Hands-On SQLMesh Using the VS Code Extension

May 31, 2025

Introduction

SQLMesh is a next-generation data transformation framework that offers virtual data environments, column-level lineage, automatic data contracts, and built-in CI/CD. This tutorial will walk you through using SQLMesh with the VS Code extension and the sushi example project.

What You’ll Learn

How to set up SQLMesh with VS Code
Understanding the sushi example project
Using the VS Code extension features
Creating and running SQLMesh plans
Deploying to production

Prerequisites

Before starting, ensure you have:

Python 3.8 or higher installed
VS Code installed
Git installed
Basic understanding of SQL and data modeling

System Requirements

macOS, Linux, or Windows
At least 4GB of RAM
2GB of free disk space

Setting Up the Environment

Step 1: Create a Project Directory

# Create a directory for the tutorial
mkdir sqlmesh-tutorial
cd sqlmesh-tutorial

Step 2: Set Up Python Virtual Environment

# Create virtual environment
python3 -m venv .venv

# Activate virtual environment
# On macOS/Linux:
source .venv/bin/activate# On Windows:
venv\Scripts\Activate

Step 3: Install SQLMesh with LSP Support

# Install SQLMesh with VS Code Language Server Protocol support
pip install 'sqlmesh[lsp]'

# Verify installation
sqlmesh --version

Installing the VS Code Extension

Step 1: Install from VS Code Marketplace

Open VS Code
Go to Extensions (Ctrl+Shift+X / Cmd+Shift+X)
Search for “SQLMesh”
Click “Install” on the official SQLMesh extension by TobikoData

Step 2: Configure Python Interpreter

Open Command Palette (Ctrl+Shift+P / Cmd+Shift+P)
Type “Python: Select Interpreter”
Choose the Python interpreter from your virtual environment (.venv)

Step 3: Verify Extension Installation

The SQLMesh icon should appear in the Activity Bar on the left side of VS Code.

Setting Up the Sushi Example Project

Step 1: Clone the SQLMesh Examples Repository

# Clone the examples repository
git clone https://github.com/TobikoData/sqlmesh-examples.git

# Navigate to the sushi moderate example
cd sqlmesh-examples/001_sushi/2_moderate

Step 2: Install Additional Dependencies

# Install Jupyter for notebooks (optional)

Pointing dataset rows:
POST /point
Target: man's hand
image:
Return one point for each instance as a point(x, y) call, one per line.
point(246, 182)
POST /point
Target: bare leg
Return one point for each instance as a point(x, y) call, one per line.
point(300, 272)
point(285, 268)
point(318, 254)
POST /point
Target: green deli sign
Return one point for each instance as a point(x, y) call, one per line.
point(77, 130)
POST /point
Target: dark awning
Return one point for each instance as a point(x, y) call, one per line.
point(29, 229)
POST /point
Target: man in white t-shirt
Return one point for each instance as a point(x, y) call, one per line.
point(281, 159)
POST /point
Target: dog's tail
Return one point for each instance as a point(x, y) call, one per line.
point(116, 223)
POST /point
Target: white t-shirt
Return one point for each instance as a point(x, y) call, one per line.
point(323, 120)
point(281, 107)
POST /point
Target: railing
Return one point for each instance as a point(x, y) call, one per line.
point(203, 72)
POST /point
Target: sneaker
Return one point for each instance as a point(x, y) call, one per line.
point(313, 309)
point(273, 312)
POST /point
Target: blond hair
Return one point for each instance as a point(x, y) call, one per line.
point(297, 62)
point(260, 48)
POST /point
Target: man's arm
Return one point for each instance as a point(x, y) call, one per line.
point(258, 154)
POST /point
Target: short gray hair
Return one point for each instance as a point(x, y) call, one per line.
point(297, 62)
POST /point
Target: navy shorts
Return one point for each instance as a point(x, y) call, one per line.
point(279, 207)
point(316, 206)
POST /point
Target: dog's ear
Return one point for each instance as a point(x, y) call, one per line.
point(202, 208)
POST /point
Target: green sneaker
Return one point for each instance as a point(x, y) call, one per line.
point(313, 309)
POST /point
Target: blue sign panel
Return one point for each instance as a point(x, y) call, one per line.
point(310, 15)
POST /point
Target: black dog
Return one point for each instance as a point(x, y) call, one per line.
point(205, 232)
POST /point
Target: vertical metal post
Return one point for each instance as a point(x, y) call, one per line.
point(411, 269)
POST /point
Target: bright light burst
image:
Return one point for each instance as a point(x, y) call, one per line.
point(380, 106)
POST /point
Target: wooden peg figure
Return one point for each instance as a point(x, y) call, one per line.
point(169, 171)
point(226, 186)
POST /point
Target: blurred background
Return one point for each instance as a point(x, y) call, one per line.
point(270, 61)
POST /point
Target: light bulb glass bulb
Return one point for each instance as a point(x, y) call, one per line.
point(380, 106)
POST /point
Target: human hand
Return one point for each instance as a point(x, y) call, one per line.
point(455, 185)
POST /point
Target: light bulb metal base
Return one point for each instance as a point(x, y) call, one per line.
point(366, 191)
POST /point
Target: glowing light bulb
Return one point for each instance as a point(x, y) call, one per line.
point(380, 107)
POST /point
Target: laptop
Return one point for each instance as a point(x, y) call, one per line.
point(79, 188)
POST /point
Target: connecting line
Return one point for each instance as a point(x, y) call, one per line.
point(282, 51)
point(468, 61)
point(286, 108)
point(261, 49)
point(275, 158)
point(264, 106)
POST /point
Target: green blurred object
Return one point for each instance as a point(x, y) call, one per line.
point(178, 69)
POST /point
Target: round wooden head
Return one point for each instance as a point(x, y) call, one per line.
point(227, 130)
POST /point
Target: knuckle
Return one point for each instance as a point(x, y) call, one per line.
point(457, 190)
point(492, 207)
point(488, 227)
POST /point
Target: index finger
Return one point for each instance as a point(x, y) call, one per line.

> **Requirement A**
In the SQLMesh tutorial, why is the package installed as 'sqlmesh[lsp]', and what is the command that follows it meant to check?
> **Requirement B**
Pick up the SQLMesh tutorial at the point where its text stops, and continue it from there.
These rows have no connection to the SQLMesh tutorial.

> **Task answer A**
The [lsp] extra installs SQLMesh with VS Code Language Server Protocol support. The next command, sqlmesh --version, is run to verify that the installation worked.

> **Task answer B**
pip install jupyter

Step 3: The Project

Understanding the Sushi Project Structure

Project Overview

The sushi example simulates a fictional sushi restaurant’s data pipeline with:

Entities: Waiters, Customers, Orders
Transactions: Order details and items
Analytics: Revenue calculations and top performers

Directory Structure

Key Models

Source Models (from raw schema):
Transformation Models:

Working with the VS Code Extension

Feature 1: Interactive Lineage Visualization

Open any model file (e.g., models/top_waiters.sql)
Click on the “Lineage” tab in the bottom panel
Explore the interactive lineage graph: Click nodes to see model details, Trace dependencies upstream and downstream View column-level lineage

Feature 2: Intelligent Code Assistance

When editing models, the extension provides:

Auto-completion: Press Ctrl+Space for model names and SQLMesh keywords

Tooltips: Descriptions, linter, and render

Go-to-definition: Ctrl+Click on model names to navigate

Feature 3: Real-time Error Detection

The extension validates your models in real-time:

Syntax errors appear with red squiggles
Missing dependencies are highlighted
Invalid configurations are flagged

Feature 4: Format on Save

Enable automatic formatting:

Go to VS Code Settings
Search for “Format on Save”
Enable the option
SQLMesh models will auto-format when saved

Creating and Modifying Models

Understanding Model Structure

Let’s examine a model from the sushi project: top_waiters.sql

/*
  View of 10 waiters with highest revenue on most recent day of data.
*/
MODEL (
  name sushimoderate.top_waiters,
  kind VIEW,
  cron '@daily',
  grain waiter_id,
  audits (
    unique_values(columns=[waiter_id])
  ),
);

SELECT
  waiter_id::INT AS waiter_id, /* Waiter ID */
  name::TEXT AS waiter_name, /* Waiter name */
  revenue::DOUBLE AS revenue /* Waiter revenue on most recent day of data */
FROM sushimoderate.waiter_revenue_by_day as r
LEFT JOIN sushimoderate.waiter_names AS n
  ON r.waiter_id = n.id
WHERE
  ds = (
    SELECT
      MAX(ds)
    FROM sushimoderate.waiter_revenue_by_day
  )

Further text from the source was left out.